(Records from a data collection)
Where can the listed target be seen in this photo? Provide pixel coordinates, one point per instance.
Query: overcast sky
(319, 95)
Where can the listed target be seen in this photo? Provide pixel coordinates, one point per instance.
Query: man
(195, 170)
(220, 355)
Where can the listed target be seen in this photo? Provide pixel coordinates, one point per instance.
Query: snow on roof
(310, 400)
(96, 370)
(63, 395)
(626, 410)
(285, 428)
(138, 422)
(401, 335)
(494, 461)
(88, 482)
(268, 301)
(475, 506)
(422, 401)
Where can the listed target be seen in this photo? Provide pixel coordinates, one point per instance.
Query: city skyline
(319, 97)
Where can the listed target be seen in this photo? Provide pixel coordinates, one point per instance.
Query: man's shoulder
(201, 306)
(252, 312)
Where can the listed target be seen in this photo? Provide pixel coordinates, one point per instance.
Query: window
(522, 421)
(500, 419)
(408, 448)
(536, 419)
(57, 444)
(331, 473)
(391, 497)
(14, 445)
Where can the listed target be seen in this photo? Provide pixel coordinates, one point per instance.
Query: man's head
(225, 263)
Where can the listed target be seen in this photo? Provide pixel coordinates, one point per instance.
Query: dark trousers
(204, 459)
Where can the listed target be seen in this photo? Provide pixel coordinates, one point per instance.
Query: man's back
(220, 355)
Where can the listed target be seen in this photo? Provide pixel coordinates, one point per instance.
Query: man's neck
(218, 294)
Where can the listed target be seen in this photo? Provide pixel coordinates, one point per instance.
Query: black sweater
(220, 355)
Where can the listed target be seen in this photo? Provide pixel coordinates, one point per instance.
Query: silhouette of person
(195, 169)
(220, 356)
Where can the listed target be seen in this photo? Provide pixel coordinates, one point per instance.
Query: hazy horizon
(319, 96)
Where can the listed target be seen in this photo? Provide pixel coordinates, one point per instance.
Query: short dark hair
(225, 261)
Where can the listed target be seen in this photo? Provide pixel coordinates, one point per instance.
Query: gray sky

▸ **Work instruction**
Repeat exactly the lines from the one containing "Query: hazy horizon" to the end of the records.

▸ **Solution to the exercise**
Query: hazy horizon
(319, 96)
Where can the listed target be seen in this photo? Provide pixel coordinates, one point per instance.
Query: short dark hair
(225, 261)
Where can the listed target be seen in this photo? Provide pixel coordinates, one point per instance.
Query: gray sky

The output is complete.